[Location identification entries]
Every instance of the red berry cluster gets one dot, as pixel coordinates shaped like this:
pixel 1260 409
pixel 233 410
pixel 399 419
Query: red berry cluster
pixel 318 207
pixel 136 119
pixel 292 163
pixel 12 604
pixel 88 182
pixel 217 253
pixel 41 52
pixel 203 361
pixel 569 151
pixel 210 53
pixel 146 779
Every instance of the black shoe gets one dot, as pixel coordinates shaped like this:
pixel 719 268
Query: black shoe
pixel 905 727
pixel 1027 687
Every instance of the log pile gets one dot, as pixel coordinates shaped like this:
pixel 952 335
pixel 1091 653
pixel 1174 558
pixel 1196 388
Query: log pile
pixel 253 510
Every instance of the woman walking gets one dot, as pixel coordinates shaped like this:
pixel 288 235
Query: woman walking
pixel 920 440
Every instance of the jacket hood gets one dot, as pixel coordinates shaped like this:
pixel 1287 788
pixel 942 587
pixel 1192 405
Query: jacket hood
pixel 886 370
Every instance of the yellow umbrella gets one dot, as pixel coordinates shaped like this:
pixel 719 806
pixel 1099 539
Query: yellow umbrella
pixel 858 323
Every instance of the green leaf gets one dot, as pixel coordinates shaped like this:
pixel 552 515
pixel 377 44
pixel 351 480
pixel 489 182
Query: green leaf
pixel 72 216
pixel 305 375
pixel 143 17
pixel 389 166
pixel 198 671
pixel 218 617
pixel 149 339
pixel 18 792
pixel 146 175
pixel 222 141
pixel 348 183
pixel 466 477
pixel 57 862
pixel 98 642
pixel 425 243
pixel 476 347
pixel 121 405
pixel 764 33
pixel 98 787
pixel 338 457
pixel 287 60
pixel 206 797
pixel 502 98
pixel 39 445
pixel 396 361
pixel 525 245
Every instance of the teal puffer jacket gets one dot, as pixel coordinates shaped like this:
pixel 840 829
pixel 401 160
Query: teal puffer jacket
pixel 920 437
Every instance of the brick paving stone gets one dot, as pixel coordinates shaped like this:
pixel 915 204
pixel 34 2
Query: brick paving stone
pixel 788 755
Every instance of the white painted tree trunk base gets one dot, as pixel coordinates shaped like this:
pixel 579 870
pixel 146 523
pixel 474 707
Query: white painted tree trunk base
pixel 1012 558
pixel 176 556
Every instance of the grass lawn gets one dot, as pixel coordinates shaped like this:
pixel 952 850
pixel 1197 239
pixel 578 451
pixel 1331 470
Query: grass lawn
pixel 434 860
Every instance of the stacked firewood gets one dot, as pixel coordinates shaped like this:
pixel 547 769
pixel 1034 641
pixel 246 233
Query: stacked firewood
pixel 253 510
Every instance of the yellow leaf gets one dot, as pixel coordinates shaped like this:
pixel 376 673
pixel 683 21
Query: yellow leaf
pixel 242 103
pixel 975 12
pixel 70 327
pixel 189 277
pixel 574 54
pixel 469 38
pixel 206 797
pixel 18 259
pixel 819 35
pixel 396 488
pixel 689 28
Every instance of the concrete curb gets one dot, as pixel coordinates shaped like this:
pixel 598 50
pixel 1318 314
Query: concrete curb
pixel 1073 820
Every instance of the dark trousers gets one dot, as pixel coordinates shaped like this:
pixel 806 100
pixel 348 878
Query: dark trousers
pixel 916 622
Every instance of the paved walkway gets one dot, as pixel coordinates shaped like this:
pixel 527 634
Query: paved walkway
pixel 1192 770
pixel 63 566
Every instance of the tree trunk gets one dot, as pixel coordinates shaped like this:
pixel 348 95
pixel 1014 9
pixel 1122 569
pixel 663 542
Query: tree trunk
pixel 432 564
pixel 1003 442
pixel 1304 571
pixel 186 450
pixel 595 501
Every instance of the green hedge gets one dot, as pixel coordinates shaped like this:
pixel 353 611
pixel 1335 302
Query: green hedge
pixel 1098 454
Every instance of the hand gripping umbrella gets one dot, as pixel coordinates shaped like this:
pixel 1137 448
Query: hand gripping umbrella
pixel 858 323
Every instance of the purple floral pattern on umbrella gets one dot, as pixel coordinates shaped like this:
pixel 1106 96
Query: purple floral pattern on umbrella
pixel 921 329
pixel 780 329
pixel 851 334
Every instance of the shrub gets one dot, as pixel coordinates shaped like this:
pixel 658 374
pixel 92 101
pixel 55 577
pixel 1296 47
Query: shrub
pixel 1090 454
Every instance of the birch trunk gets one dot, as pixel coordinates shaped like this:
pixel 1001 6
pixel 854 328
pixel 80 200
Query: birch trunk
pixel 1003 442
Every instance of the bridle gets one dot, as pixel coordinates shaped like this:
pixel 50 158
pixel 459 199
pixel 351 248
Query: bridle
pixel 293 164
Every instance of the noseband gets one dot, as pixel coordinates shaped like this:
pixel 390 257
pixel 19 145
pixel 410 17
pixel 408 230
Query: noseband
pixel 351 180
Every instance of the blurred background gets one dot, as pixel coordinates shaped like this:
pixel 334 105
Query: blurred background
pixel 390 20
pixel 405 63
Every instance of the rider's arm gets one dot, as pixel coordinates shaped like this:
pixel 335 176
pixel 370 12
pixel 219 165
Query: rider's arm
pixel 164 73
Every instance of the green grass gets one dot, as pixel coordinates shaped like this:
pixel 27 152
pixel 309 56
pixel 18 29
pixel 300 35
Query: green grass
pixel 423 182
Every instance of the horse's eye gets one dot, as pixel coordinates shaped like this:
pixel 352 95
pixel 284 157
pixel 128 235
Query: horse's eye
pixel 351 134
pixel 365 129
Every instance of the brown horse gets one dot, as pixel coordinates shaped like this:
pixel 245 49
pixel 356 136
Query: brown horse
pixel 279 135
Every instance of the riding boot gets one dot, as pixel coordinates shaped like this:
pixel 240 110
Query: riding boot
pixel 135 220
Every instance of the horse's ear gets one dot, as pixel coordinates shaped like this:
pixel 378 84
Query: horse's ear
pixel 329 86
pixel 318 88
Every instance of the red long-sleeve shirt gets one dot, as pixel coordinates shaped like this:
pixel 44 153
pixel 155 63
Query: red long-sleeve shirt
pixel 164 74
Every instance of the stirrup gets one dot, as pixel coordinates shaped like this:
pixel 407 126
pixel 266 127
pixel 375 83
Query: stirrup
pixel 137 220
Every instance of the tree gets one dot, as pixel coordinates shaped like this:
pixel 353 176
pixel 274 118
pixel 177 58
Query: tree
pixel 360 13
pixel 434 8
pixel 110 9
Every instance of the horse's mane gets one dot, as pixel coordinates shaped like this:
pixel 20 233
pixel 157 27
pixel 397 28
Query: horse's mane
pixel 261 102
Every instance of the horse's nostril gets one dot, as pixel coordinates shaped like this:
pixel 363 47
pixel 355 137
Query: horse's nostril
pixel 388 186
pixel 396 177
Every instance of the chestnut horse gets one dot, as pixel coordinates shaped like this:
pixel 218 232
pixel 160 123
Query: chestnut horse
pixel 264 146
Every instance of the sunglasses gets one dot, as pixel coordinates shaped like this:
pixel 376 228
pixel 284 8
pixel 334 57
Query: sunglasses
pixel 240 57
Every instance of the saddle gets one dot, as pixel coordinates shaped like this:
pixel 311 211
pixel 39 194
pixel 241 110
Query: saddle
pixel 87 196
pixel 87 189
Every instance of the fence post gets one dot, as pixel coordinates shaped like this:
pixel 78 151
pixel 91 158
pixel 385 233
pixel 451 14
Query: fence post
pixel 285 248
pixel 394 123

- **What to do**: Present every line of the entries above as a Markdown table with two columns, Row and Line. Number the rows and omit blank lines.

- **Task answer**:
| Row | Line |
|---|---|
| 1 | Every instance of the red berry cluster gets one dot, as pixel coordinates shaped like this: |
| 2 | pixel 1260 409 |
| 3 | pixel 233 410 |
| 4 | pixel 399 419 |
| 5 | Query: red berry cluster |
| 6 | pixel 318 207 |
| 7 | pixel 136 119 |
| 8 | pixel 292 163 |
| 9 | pixel 12 604 |
| 10 | pixel 88 182 |
| 11 | pixel 217 253 |
| 12 | pixel 41 52 |
| 13 | pixel 203 361 |
| 14 | pixel 569 151 |
| 15 | pixel 210 53 |
| 16 | pixel 146 779 |
| 17 | Every instance of the black shoe gets one dot, as pixel coordinates shaped like this: |
| 18 | pixel 719 268 |
| 19 | Query: black shoe |
| 20 | pixel 905 727 |
| 21 | pixel 1027 687 |
| 22 | Every instance of the log pile gets one dot, as pixel coordinates shaped like this: |
| 23 | pixel 952 335 |
| 24 | pixel 1091 653 |
| 25 | pixel 1174 558 |
| 26 | pixel 1196 388 |
| 27 | Query: log pile |
| 28 | pixel 253 510 |
| 29 | Every instance of the woman walking gets one dot, as pixel coordinates shaped like this: |
| 30 | pixel 288 235 |
| 31 | Query: woman walking |
| 32 | pixel 920 440 |
| 33 | Every instance of the jacket hood gets one dot, as pixel coordinates shaped like this: |
| 34 | pixel 1287 788 |
| 35 | pixel 942 587 |
| 36 | pixel 1192 405 |
| 37 | Query: jacket hood |
| 38 | pixel 886 370 |
| 39 | Every instance of the yellow umbrella gets one dot, as pixel coordinates shaped like this: |
| 40 | pixel 719 806 |
| 41 | pixel 1099 539 |
| 42 | Query: yellow umbrella |
| 43 | pixel 858 323 |
| 44 | Every instance of the green leaf gets one dot, as pixel coordinates shaped like this: |
| 45 | pixel 552 515 |
| 46 | pixel 377 44 |
| 47 | pixel 351 480 |
| 48 | pixel 489 182 |
| 49 | Query: green leaf |
| 50 | pixel 72 216 |
| 51 | pixel 305 375 |
| 52 | pixel 143 17 |
| 53 | pixel 389 166 |
| 54 | pixel 198 671 |
| 55 | pixel 218 617 |
| 56 | pixel 149 339 |
| 57 | pixel 18 792 |
| 58 | pixel 146 175 |
| 59 | pixel 222 141 |
| 60 | pixel 348 183 |
| 61 | pixel 466 477 |
| 62 | pixel 57 862 |
| 63 | pixel 98 642 |
| 64 | pixel 425 243 |
| 65 | pixel 476 347 |
| 66 | pixel 121 405 |
| 67 | pixel 764 33 |
| 68 | pixel 98 787 |
| 69 | pixel 338 457 |
| 70 | pixel 287 60 |
| 71 | pixel 206 797 |
| 72 | pixel 502 98 |
| 73 | pixel 39 445 |
| 74 | pixel 396 361 |
| 75 | pixel 525 245 |
| 76 | Every instance of the teal puffer jacket gets one dot, as pixel coordinates shaped like this: |
| 77 | pixel 840 829 |
| 78 | pixel 401 160 |
| 79 | Query: teal puffer jacket |
| 80 | pixel 920 437 |
| 81 | Every instance of the brick paving stone gets one dot, as pixel coordinates shaped like this: |
| 82 | pixel 915 204 |
| 83 | pixel 34 2 |
| 84 | Query: brick paving stone |
| 85 | pixel 788 755 |
| 86 | Every instance of the white painted tree trunk base gets one dot, as pixel coordinates shaped like this: |
| 87 | pixel 579 870 |
| 88 | pixel 146 523 |
| 89 | pixel 474 707 |
| 90 | Query: white painted tree trunk base |
| 91 | pixel 1012 558 |
| 92 | pixel 176 556 |
| 93 | Every instance of the grass lawn gets one dot, as pixel coordinates shaped like this: |
| 94 | pixel 952 850 |
| 95 | pixel 1197 239 |
| 96 | pixel 578 451 |
| 97 | pixel 1331 470 |
| 98 | Query: grass lawn |
| 99 | pixel 434 860 |
| 100 | Every instance of the stacked firewood gets one dot, as pixel coordinates shaped like this: |
| 101 | pixel 547 769 |
| 102 | pixel 1034 641 |
| 103 | pixel 246 233 |
| 104 | Query: stacked firewood |
| 105 | pixel 253 510 |
| 106 | Every instance of the yellow leaf gets one dot, as pixel coordinates shaped like this: |
| 107 | pixel 376 673 |
| 108 | pixel 683 21 |
| 109 | Query: yellow leaf |
| 110 | pixel 242 103 |
| 111 | pixel 975 12 |
| 112 | pixel 70 327 |
| 113 | pixel 189 277 |
| 114 | pixel 574 54 |
| 115 | pixel 469 38 |
| 116 | pixel 206 797 |
| 117 | pixel 18 259 |
| 118 | pixel 819 35 |
| 119 | pixel 396 488 |
| 120 | pixel 689 28 |
| 121 | Every instance of the concrete curb gets one dot, as pixel coordinates shaped like this: |
| 122 | pixel 598 50 |
| 123 | pixel 1318 314 |
| 124 | Query: concrete curb |
| 125 | pixel 1073 820 |
| 126 | Every instance of the dark trousers gets one dot, as pixel coordinates shaped like this: |
| 127 | pixel 806 100 |
| 128 | pixel 348 878 |
| 129 | Query: dark trousers |
| 130 | pixel 916 622 |
| 131 | Every instance of the paved walkway gets one dot, as pixel coordinates shaped like this: |
| 132 | pixel 527 634 |
| 133 | Query: paved walkway |
| 134 | pixel 1192 770 |
| 135 | pixel 63 566 |
| 136 | Every instance of the tree trunk gets one dot, as pixel coordinates shaped like this: |
| 137 | pixel 348 95 |
| 138 | pixel 1014 9 |
| 139 | pixel 1122 569 |
| 140 | pixel 663 542 |
| 141 | Query: tree trunk |
| 142 | pixel 432 564 |
| 143 | pixel 1003 442 |
| 144 | pixel 1304 571 |
| 145 | pixel 186 450 |
| 146 | pixel 595 501 |
| 147 | Every instance of the green hedge gets one dot, as pixel coordinates shaped like this: |
| 148 | pixel 353 611 |
| 149 | pixel 1335 302 |
| 150 | Query: green hedge |
| 151 | pixel 1098 454 |
| 152 | Every instance of the hand gripping umbrella gets one dot, as pixel coordinates shaped like this: |
| 153 | pixel 1137 448 |
| 154 | Query: hand gripping umbrella |
| 155 | pixel 858 323 |
| 156 | Every instance of the purple floral pattern on umbrella gets one dot, as pixel coordinates shaped like this: |
| 157 | pixel 1106 96 |
| 158 | Query: purple floral pattern on umbrella |
| 159 | pixel 921 329 |
| 160 | pixel 780 329 |
| 161 | pixel 851 334 |
| 162 | Every instance of the shrub gets one dot, as pixel coordinates shaped like this: |
| 163 | pixel 658 374 |
| 164 | pixel 92 101 |
| 165 | pixel 55 577 |
| 166 | pixel 1296 47 |
| 167 | Query: shrub |
| 168 | pixel 1090 454 |
| 169 | Every instance of the birch trunk gets one dot, as pixel coordinates shaped like this: |
| 170 | pixel 1001 6 |
| 171 | pixel 854 328 |
| 172 | pixel 80 200 |
| 173 | Query: birch trunk |
| 174 | pixel 1003 442 |
| 175 | Every instance of the bridle gets one dot, as pixel coordinates shaped like this: |
| 176 | pixel 50 158 |
| 177 | pixel 459 199 |
| 178 | pixel 351 248 |
| 179 | Query: bridle |
| 180 | pixel 293 164 |
| 181 | Every instance of the noseband gets one dot, as pixel coordinates shaped like this: |
| 182 | pixel 390 257 |
| 183 | pixel 19 145 |
| 184 | pixel 410 17 |
| 185 | pixel 408 230 |
| 186 | Query: noseband |
| 187 | pixel 351 180 |
| 188 | Every instance of the blurred background gets one dot, as pixel coordinates shaped like this: |
| 189 | pixel 334 105 |
| 190 | Query: blurred background |
| 191 | pixel 390 20 |
| 192 | pixel 405 63 |
| 193 | Every instance of the rider's arm gets one dot, as pixel coordinates shaped like this: |
| 194 | pixel 335 176 |
| 195 | pixel 370 12 |
| 196 | pixel 219 165 |
| 197 | Query: rider's arm |
| 198 | pixel 164 73 |
| 199 | Every instance of the green grass gets one dot, as pixel coordinates shaped like this: |
| 200 | pixel 27 152 |
| 201 | pixel 309 56 |
| 202 | pixel 18 29 |
| 203 | pixel 300 35 |
| 204 | Query: green grass |
| 205 | pixel 423 182 |
| 206 | Every instance of the horse's eye gets one dot, as pixel coordinates shaped like this: |
| 207 | pixel 352 95 |
| 208 | pixel 284 157 |
| 209 | pixel 128 235 |
| 210 | Query: horse's eye |
| 211 | pixel 351 134 |
| 212 | pixel 365 129 |
| 213 | Every instance of the brown horse gets one dot, as pixel coordinates shaped like this: |
| 214 | pixel 245 49 |
| 215 | pixel 356 136 |
| 216 | Query: brown horse |
| 217 | pixel 279 135 |
| 218 | Every instance of the riding boot gets one dot, as pixel coordinates shaped like this: |
| 219 | pixel 240 110 |
| 220 | Query: riding boot |
| 221 | pixel 135 220 |
| 222 | Every instance of the horse's ear gets one dot, as pixel coordinates shaped like this: |
| 223 | pixel 378 84 |
| 224 | Query: horse's ear |
| 225 | pixel 329 86 |
| 226 | pixel 318 88 |
| 227 | Every instance of the red long-sleeve shirt gets one dot, as pixel coordinates shaped like this: |
| 228 | pixel 44 153 |
| 229 | pixel 155 63 |
| 230 | Query: red long-sleeve shirt |
| 231 | pixel 164 74 |
| 232 | Every instance of the stirrup gets one dot, as pixel coordinates shaped like this: |
| 233 | pixel 407 126 |
| 234 | pixel 266 127 |
| 235 | pixel 375 83 |
| 236 | Query: stirrup |
| 237 | pixel 137 220 |
| 238 | Every instance of the tree gets one dot, as pixel coordinates shaped like this: |
| 239 | pixel 353 176 |
| 240 | pixel 274 118 |
| 241 | pixel 177 58 |
| 242 | Query: tree |
| 243 | pixel 360 13 |
| 244 | pixel 434 8 |
| 245 | pixel 110 9 |
| 246 | Every instance of the horse's mane gets one dot, as pixel coordinates shaped like this: |
| 247 | pixel 20 233 |
| 248 | pixel 157 27 |
| 249 | pixel 397 28 |
| 250 | Query: horse's mane |
| 251 | pixel 261 102 |
| 252 | Every instance of the horse's nostril gets one dot, as pixel coordinates shaped like this: |
| 253 | pixel 363 47 |
| 254 | pixel 355 137 |
| 255 | Query: horse's nostril |
| 256 | pixel 388 186 |
| 257 | pixel 396 177 |
| 258 | Every instance of the chestnut horse gets one dot, as pixel coordinates shaped like this: |
| 259 | pixel 218 232 |
| 260 | pixel 160 123 |
| 261 | Query: chestnut horse |
| 262 | pixel 264 146 |
| 263 | Every instance of the sunglasses gets one dot, as pixel coordinates shaped like this: |
| 264 | pixel 376 228 |
| 265 | pixel 284 8 |
| 266 | pixel 334 57 |
| 267 | Query: sunglasses |
| 268 | pixel 240 57 |
| 269 | Every instance of the saddle gets one dot, as pixel coordinates shaped like this: |
| 270 | pixel 311 211 |
| 271 | pixel 39 194 |
| 272 | pixel 241 110 |
| 273 | Query: saddle |
| 274 | pixel 87 196 |
| 275 | pixel 87 189 |
| 276 | Every instance of the fence post gets one dot, as pixel coordinates shaped like this: |
| 277 | pixel 78 151 |
| 278 | pixel 91 158 |
| 279 | pixel 385 233 |
| 280 | pixel 451 14 |
| 281 | Query: fence post |
| 282 | pixel 285 248 |
| 283 | pixel 394 123 |